◆ RECORDED INFORMATION:
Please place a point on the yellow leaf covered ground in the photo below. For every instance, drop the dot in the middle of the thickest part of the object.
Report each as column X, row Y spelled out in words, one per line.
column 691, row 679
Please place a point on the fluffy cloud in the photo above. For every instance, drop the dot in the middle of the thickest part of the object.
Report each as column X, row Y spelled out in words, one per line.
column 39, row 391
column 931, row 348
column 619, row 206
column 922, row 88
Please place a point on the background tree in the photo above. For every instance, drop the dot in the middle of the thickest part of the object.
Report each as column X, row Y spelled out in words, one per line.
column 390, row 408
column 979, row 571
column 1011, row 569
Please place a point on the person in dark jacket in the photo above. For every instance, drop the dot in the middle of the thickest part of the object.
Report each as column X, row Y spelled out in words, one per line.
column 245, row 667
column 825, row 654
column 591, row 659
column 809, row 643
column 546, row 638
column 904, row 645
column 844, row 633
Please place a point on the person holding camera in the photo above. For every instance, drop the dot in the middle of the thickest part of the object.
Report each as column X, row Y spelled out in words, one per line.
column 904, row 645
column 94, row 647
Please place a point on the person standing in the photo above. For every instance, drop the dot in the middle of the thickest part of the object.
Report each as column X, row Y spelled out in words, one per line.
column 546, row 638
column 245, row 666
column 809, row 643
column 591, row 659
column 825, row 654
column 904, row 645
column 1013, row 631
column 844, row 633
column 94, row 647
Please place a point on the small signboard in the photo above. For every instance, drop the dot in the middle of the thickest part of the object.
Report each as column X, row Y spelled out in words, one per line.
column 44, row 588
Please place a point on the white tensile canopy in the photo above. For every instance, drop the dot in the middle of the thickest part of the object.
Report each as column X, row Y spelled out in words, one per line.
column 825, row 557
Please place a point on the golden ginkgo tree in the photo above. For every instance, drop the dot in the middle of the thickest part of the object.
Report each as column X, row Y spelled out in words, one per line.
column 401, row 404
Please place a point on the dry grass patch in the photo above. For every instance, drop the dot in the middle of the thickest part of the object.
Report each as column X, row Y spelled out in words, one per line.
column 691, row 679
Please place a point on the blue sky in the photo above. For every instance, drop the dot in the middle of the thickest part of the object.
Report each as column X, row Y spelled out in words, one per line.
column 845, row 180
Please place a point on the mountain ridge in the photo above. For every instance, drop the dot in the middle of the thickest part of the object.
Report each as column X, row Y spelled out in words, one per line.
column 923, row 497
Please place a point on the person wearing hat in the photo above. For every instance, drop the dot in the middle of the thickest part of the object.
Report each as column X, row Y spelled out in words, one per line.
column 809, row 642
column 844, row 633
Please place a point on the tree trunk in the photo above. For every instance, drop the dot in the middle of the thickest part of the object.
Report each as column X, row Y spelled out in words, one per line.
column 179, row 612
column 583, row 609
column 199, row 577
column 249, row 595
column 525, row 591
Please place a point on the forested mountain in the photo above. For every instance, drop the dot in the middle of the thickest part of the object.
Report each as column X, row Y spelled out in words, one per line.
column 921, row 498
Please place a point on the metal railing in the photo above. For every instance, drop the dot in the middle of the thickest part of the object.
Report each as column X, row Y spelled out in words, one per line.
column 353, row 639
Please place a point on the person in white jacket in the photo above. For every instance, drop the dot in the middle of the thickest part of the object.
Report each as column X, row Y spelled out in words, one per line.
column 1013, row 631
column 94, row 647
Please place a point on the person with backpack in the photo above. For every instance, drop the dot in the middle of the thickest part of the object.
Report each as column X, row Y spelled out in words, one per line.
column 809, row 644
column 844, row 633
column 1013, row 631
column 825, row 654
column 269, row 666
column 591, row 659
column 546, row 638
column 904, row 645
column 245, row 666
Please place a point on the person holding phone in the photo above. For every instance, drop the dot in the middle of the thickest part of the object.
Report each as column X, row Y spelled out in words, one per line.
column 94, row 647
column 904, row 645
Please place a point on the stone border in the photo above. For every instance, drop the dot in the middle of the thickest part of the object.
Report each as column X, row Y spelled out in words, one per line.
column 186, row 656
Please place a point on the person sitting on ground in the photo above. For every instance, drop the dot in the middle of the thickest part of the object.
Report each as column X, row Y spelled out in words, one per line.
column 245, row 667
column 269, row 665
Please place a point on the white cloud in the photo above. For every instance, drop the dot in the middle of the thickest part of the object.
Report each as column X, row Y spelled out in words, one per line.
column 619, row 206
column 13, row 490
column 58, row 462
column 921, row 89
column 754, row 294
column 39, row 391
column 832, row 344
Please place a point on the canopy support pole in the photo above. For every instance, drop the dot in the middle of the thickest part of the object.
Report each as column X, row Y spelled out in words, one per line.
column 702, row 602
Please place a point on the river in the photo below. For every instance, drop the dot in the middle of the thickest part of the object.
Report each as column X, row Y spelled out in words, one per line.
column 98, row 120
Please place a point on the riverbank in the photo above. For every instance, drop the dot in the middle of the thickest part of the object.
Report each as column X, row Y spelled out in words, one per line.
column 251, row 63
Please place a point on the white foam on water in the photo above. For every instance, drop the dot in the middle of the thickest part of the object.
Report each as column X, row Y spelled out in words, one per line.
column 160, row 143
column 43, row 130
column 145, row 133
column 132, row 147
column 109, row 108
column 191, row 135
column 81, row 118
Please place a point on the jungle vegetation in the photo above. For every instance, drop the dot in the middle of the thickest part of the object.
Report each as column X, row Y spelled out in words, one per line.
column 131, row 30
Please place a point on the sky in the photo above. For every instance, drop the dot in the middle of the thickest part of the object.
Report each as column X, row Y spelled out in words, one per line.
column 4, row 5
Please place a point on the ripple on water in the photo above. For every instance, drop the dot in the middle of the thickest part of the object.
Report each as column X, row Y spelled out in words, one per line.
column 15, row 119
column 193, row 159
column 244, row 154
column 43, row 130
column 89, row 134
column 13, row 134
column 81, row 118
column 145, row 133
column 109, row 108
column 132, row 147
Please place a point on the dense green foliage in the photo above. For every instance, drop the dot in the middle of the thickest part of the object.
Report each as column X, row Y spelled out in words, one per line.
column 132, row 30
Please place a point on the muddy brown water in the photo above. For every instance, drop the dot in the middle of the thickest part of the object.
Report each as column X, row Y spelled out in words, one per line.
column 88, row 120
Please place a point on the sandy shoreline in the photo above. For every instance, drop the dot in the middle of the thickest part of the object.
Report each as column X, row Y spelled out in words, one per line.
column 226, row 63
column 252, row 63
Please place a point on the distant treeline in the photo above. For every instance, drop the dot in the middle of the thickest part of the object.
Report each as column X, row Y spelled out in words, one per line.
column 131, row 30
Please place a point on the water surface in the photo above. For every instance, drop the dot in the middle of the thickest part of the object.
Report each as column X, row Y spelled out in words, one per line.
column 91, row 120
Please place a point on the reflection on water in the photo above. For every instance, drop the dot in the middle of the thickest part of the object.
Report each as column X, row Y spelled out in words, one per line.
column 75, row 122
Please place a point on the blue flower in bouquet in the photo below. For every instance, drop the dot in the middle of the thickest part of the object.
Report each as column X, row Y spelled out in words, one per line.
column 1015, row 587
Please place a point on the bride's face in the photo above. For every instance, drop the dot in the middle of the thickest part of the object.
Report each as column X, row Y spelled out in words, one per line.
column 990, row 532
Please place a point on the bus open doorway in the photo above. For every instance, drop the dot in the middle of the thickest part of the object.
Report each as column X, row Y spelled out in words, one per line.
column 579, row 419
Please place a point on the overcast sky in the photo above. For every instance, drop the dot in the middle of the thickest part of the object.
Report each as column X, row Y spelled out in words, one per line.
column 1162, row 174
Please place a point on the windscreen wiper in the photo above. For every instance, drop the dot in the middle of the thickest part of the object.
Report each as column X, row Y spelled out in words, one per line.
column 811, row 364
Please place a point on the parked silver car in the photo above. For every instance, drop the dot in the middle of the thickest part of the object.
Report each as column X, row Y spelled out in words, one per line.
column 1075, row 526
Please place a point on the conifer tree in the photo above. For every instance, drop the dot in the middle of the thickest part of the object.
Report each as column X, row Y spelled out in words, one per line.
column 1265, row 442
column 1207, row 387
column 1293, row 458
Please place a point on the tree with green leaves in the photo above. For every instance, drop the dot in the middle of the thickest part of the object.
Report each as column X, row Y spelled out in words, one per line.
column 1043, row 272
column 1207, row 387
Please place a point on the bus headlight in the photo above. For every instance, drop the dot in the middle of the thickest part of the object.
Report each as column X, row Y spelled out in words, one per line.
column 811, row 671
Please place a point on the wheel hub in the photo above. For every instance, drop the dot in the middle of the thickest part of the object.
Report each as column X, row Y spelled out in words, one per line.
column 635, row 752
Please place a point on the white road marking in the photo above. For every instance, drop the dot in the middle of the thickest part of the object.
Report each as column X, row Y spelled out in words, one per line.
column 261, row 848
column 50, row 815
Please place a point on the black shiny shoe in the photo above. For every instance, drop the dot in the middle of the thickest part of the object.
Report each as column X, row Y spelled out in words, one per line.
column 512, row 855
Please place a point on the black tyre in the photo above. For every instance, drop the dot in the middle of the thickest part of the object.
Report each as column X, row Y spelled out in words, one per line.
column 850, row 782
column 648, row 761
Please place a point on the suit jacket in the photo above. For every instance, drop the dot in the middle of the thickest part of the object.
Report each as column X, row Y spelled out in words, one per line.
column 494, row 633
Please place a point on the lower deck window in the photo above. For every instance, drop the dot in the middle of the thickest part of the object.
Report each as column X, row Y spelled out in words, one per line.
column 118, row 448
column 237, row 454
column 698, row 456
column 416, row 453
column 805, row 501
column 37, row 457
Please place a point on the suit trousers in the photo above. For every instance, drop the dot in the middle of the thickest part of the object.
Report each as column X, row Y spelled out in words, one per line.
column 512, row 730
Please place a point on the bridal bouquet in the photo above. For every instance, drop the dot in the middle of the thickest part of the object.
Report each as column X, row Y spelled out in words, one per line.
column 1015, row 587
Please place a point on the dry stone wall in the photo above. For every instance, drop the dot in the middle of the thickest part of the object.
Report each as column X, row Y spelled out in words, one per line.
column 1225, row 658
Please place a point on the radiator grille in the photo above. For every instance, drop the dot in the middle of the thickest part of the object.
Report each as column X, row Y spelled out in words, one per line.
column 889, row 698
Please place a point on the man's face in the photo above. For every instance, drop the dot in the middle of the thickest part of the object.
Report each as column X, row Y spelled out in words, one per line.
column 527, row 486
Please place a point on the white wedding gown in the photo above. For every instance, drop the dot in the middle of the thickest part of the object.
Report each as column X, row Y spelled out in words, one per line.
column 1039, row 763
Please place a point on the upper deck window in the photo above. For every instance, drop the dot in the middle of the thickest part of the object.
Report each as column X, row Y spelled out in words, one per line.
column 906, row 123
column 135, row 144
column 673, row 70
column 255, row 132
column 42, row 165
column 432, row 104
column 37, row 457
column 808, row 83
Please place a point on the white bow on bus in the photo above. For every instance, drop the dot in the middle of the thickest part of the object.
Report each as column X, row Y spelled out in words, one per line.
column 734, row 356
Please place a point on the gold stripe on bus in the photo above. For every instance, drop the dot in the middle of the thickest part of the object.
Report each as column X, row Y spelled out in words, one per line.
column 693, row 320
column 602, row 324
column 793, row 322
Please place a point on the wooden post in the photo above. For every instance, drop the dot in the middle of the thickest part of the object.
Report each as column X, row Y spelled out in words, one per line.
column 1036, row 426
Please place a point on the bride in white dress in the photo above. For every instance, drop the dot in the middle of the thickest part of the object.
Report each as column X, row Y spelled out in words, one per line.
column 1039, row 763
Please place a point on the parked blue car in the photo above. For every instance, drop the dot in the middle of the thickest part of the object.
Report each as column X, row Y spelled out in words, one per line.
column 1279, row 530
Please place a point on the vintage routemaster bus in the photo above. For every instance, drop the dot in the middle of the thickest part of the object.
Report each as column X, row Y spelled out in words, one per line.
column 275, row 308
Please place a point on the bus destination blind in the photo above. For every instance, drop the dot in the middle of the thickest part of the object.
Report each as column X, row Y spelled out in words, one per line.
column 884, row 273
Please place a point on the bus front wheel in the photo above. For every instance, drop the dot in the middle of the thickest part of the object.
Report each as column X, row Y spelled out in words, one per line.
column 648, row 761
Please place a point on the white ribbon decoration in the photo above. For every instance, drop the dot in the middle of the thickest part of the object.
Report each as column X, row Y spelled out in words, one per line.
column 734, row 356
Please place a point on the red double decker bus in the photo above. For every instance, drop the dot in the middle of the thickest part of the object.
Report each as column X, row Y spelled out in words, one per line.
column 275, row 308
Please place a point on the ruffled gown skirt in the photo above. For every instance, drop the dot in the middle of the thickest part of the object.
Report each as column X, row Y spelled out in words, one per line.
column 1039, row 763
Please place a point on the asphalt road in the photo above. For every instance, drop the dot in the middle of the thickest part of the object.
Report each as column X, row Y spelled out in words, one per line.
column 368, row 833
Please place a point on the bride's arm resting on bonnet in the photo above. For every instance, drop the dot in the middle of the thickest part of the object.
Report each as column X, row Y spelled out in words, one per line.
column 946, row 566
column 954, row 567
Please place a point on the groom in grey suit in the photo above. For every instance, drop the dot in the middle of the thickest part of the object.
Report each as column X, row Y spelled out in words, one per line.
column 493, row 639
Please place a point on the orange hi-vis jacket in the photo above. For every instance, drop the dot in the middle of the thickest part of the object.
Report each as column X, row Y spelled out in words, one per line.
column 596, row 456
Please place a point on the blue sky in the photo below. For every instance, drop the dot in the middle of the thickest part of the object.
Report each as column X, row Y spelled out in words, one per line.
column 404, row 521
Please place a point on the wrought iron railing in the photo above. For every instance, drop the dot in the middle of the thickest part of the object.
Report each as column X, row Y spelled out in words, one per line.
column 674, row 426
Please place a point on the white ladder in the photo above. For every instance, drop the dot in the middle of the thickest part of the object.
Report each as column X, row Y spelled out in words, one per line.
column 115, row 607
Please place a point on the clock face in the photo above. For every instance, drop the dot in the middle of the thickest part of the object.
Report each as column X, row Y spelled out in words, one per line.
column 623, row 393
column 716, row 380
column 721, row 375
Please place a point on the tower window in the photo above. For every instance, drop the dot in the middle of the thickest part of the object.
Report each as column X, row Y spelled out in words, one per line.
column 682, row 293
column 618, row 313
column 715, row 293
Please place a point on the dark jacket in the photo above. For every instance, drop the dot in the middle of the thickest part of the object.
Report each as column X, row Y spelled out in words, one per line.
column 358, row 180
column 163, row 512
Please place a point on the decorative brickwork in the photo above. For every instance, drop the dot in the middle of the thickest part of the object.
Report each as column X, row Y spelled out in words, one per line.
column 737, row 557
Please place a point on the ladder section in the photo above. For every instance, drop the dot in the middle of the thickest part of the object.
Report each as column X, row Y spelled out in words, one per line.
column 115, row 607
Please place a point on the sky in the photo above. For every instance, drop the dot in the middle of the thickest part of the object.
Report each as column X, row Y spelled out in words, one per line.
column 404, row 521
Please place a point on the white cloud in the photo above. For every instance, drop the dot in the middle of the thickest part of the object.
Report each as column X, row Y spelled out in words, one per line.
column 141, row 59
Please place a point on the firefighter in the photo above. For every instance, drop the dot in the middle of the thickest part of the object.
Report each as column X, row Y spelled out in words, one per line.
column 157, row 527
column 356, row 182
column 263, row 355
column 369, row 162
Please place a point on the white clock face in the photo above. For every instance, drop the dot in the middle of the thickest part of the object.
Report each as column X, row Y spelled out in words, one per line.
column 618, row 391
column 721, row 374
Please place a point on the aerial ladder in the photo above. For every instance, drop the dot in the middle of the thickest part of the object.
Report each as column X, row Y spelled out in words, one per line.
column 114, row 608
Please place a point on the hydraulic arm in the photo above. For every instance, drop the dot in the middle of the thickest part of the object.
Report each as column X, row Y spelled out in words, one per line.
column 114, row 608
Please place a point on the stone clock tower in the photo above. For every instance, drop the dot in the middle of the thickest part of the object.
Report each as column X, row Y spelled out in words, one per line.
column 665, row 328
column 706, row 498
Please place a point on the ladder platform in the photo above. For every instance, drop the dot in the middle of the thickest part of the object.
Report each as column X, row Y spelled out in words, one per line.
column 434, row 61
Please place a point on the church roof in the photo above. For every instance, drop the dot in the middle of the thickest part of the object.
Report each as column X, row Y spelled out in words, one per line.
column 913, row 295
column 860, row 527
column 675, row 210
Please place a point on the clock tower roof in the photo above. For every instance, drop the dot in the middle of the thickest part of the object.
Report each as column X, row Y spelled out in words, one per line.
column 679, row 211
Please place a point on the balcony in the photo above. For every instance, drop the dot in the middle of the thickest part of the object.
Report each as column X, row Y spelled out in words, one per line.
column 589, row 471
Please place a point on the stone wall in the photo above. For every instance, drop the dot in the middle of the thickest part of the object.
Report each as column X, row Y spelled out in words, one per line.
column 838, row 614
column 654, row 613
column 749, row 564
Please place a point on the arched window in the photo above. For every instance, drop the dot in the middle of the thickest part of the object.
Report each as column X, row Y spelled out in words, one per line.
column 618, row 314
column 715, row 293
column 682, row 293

◆ PROMPT: The task here is to output the line with "Please place a point on the balcony" and all lines after it to the end of the records above, exactly and only those.

◆ ANSWER SPACE:
Please place a point on the balcony in the photo above. For every instance, drop the dot in the middle of the thickest part of the object.
Report each as column X, row Y spelled out in words, one per line.
column 589, row 471
Please place a point on the stone wall in the photo above. For every instance, drop the dot in the middle of the thickest part of the object.
Report each as column X, row Y spelled out in words, one per line.
column 838, row 614
column 654, row 613
column 749, row 564
Please place a point on the arched window in the photo above. For every instance, drop the dot in the middle of the thickest part of the object.
Report each as column X, row Y spelled out in words, one per line.
column 618, row 314
column 715, row 293
column 682, row 293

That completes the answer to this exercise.